→ Tasks and exercises
**a)** Duplicate the passage of the opinion piece on reviving the Scorpions, starting at "This is the" and ending at "back the Scorpions.".
**b)** Finish out the next part of the opinion piece on reviving the Scorpions, continuing from its last sentence.

═══ Exercise text

This is the ideal time for President Cyril Ramaphosa to show the "new dawn" is not just a cute campaign slogan that will disappear after May 2019, writes Adriaan Basson.
I have some free, unsolicited advice for President Cyril Ramaphosa on something tangible that will give the ANC's election campaign the carrot-and-beetroot shot it so desperately needs after another week of devastating evidence before the Zondo commission.
Bring back the Scorpions.
If the depth of our corruption problem wasn't abundantly clear to Ramaphosa and the non-criminals in the ANC before the advent of Judge Raymond Zondo's fascinating inquiry into state capture, it must now be brutally obvious to them what should be done as a matter of urgency.
With Ramaphosa desperately trying to unlink himself and the "new dawn" ANC from the lost decade under Jacob Zuma (and before), the party needs something very tangible to show its commitment to fight corruption doesn't stop with another beautifully hosted anti-corruption summit.
Let me spell it out: alleged state capturers like the Guptas and the Watsons and their enablers in the ANC, government and business must be arrested, prosecuted and jailed. Nothing more, nothing less.

══════
═══ Records

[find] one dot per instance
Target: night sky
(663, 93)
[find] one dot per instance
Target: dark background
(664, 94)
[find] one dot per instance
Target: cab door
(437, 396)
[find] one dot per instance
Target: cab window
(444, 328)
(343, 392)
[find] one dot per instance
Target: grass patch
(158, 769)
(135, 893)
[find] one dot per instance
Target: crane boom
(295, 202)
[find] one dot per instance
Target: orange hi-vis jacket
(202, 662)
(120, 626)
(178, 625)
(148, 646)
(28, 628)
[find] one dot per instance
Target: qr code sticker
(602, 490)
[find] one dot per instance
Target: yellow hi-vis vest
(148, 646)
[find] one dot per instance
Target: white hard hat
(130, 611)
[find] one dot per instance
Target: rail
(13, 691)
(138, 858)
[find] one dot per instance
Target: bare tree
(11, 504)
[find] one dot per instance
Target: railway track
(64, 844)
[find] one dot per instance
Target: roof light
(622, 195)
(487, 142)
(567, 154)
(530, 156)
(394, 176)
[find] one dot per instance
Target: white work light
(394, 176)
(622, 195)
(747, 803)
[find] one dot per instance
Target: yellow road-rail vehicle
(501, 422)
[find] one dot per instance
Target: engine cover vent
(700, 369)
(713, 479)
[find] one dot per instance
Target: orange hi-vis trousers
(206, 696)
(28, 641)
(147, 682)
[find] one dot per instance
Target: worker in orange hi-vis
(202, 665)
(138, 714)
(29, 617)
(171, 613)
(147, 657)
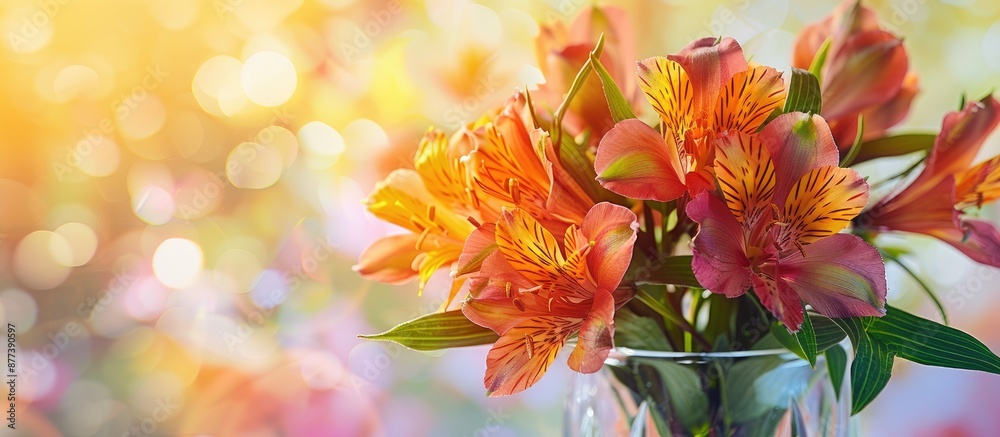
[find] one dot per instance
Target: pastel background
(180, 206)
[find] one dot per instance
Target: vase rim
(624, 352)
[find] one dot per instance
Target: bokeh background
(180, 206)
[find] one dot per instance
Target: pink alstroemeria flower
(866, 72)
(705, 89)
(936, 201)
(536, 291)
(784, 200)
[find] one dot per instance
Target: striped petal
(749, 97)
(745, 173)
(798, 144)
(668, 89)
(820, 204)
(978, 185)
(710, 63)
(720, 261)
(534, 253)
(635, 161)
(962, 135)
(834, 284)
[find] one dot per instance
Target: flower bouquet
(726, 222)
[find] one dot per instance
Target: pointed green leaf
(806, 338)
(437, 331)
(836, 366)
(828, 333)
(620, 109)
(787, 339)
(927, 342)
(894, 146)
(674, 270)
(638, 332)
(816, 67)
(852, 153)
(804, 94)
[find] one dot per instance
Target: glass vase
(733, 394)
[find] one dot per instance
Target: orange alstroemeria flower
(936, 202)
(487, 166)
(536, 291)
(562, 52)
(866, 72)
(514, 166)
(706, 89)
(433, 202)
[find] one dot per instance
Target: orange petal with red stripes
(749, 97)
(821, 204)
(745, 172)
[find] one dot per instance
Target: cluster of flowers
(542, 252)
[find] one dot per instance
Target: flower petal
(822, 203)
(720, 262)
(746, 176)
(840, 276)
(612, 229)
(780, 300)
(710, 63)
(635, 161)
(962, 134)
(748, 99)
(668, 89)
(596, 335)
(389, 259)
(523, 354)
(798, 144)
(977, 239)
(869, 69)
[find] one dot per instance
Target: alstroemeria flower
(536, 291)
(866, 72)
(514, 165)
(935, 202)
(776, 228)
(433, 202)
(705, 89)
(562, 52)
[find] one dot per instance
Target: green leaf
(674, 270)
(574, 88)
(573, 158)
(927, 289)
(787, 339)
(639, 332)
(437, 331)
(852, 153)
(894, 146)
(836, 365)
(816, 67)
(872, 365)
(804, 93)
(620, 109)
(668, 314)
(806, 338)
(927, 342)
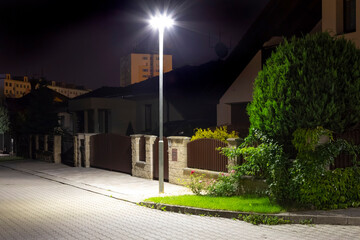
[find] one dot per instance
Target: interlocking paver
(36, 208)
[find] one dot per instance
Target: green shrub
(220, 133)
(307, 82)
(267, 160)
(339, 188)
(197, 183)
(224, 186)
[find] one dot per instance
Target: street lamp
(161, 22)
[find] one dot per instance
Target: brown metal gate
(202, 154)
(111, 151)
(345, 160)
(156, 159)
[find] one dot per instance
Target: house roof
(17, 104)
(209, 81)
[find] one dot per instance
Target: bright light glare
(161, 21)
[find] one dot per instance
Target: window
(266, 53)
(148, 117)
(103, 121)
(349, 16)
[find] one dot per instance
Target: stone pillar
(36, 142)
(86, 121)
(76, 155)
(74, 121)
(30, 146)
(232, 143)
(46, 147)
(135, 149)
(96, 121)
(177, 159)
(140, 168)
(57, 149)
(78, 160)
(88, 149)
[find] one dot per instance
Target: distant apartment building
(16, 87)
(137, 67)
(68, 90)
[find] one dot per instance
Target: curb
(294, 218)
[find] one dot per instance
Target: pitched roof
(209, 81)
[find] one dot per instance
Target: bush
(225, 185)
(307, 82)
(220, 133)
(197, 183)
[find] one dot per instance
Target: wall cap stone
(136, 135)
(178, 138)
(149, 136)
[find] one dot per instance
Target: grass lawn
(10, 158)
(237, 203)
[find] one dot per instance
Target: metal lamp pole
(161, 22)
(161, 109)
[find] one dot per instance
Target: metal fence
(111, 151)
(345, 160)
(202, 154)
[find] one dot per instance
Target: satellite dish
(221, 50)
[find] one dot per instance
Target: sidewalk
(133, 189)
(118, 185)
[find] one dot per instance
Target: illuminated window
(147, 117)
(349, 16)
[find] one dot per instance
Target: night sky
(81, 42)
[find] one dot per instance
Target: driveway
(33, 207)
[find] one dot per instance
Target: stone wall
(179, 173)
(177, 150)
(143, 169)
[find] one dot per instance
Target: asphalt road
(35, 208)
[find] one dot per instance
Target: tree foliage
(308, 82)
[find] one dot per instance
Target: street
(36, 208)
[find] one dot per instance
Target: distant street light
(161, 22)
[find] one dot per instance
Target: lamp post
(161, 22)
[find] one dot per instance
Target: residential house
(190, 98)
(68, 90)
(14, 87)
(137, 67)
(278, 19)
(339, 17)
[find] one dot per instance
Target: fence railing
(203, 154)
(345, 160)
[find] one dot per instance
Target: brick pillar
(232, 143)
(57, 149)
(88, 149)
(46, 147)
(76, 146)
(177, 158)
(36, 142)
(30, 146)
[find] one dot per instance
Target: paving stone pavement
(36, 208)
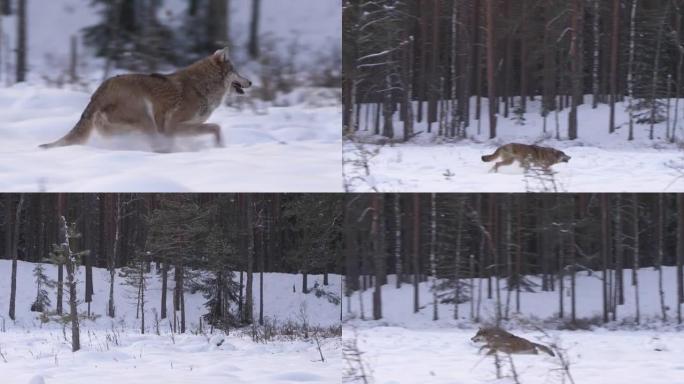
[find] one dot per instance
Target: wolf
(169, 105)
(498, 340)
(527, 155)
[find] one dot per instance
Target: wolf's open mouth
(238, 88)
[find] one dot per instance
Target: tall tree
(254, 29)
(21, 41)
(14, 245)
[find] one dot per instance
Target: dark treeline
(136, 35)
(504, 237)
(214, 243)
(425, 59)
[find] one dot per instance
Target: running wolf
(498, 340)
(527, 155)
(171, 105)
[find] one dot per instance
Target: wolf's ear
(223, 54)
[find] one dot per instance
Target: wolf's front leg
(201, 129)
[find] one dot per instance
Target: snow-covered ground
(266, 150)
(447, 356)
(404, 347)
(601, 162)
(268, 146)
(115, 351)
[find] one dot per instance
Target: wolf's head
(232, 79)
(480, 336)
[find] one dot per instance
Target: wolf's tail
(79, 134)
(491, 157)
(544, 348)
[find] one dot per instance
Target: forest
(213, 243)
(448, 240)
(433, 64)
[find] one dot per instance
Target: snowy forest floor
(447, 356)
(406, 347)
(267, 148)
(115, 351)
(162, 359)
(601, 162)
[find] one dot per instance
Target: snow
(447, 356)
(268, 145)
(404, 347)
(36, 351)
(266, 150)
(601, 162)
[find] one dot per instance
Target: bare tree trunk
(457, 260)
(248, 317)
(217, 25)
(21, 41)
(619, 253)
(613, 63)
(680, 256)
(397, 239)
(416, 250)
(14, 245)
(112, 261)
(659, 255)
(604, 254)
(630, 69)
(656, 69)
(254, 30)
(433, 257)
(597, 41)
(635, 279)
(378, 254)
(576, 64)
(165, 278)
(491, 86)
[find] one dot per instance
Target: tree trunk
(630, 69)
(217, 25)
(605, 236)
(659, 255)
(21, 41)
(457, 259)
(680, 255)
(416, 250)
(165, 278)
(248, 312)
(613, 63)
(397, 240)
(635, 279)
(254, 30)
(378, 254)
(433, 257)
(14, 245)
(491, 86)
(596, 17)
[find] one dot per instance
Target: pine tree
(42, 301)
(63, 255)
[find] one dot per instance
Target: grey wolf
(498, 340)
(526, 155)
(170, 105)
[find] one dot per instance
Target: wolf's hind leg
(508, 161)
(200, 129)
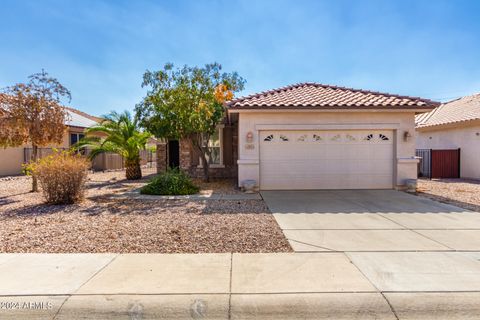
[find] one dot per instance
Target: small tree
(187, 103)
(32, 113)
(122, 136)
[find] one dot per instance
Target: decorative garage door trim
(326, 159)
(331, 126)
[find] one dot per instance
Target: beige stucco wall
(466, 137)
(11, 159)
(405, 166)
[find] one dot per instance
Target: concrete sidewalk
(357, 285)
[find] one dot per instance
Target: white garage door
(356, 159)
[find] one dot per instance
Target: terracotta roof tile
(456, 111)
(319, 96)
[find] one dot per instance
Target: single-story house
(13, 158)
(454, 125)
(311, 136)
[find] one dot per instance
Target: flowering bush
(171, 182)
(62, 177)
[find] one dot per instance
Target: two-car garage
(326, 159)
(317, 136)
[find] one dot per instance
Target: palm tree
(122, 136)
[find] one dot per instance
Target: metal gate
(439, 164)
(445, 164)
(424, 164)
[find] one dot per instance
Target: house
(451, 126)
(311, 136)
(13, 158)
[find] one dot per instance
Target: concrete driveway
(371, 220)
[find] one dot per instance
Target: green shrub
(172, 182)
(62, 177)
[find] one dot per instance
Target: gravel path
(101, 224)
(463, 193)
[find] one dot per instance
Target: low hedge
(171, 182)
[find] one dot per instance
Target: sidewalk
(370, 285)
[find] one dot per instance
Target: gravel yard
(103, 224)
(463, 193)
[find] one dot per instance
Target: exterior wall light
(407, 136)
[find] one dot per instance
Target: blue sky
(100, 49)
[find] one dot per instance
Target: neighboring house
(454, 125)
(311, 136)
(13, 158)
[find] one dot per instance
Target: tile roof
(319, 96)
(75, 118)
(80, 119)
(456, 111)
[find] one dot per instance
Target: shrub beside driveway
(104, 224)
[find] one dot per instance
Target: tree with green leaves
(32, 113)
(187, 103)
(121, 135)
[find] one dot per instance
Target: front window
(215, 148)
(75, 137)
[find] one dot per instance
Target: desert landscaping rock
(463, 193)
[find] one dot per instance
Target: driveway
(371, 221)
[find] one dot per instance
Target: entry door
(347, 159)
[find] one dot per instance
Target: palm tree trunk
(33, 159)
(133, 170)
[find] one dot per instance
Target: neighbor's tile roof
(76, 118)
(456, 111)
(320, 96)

══════

→ Responses to the tasks
**a)**
This is the ideal time for President Cyril Ramaphosa to show the "new dawn" is not just a cute campaign slogan that will disappear after May 2019, writes Adriaan Basson.
I have some free, unsolicited advice for President Cyril Ramaphosa on something tangible that will give the ANC's election campaign the carrot-and-beetroot shot it so desperately needs after another week of devastating evidence before the Zondo commission.
Bring back the Scorpions.

**b)**
These trials should be live-streamed for the nation to see who chowed the money that was supposed to build schools, hospitals and toilets. They should be publicly shamed; their assets confiscated and auctioned off by the Asset Forfeiture Unit.
Ramaphosa and his new prosecutions chief, Advocate Shamila Batohi, who starts at the troubled National Prosecuting Authority (NPA) on Friday, have a golden opportunity to turn the tide on the endemic corruption that infests our body politic.
Batohi will have her hands full to restore confidence and morale at the NPA. With Zondo just having heard evidence that very senior prosecutors were allegedly bribed to help Bosasa get away with state capture and corruption, Batohi would probably want a complete overhaul of her top structure to rebuild the organisation.
To turn the tide on corruption, Batohi will need a dedicated team of prosecutors, investigators and analysts she can trust to work exclusively on cases of grand corruption and state capture, like Bosasa and the Zuptas. There are many more Bosasas that will hopefully be revealed before Zondo.
The NPA Act still allows for the establishment of investigating directorates by the president through proclamation – something Batohi alluded to during her interview for the national director's position. This is the ideal time for Ramaphosa to show the "new dawn" is not just a cute campaign slogan that will disappear after May 2019.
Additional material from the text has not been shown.